Directive. Set down the material below word for word, excluding the pictures.

** START OF Exercise inputs **

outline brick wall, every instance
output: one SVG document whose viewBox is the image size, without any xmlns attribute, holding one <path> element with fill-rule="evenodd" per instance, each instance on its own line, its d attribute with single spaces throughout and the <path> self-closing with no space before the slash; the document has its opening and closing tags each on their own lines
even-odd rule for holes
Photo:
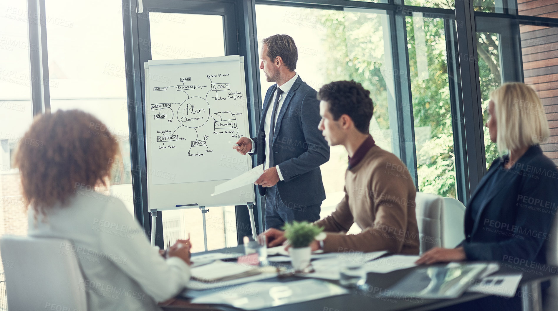
<svg viewBox="0 0 558 311">
<path fill-rule="evenodd" d="M 519 13 L 558 17 L 558 0 L 518 0 Z M 549 141 L 541 147 L 558 165 L 558 28 L 519 26 L 525 83 L 538 94 L 550 127 Z"/>
</svg>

** END OF Exercise inputs **

Answer for the task.
outline brick wall, every instance
output: one SVG document whose viewBox is the image size, without any xmlns attribute, holding one <path> element with fill-rule="evenodd" per instance, each instance on its own line, its d attribute with single spaces throughout and the <path> self-closing with no space before the slash; the document has its opening and closing tags each on their own lines
even-odd rule for holes
Photo:
<svg viewBox="0 0 558 311">
<path fill-rule="evenodd" d="M 519 13 L 558 17 L 558 0 L 518 0 Z M 549 141 L 541 147 L 558 165 L 558 28 L 519 26 L 525 83 L 538 94 L 550 127 Z"/>
</svg>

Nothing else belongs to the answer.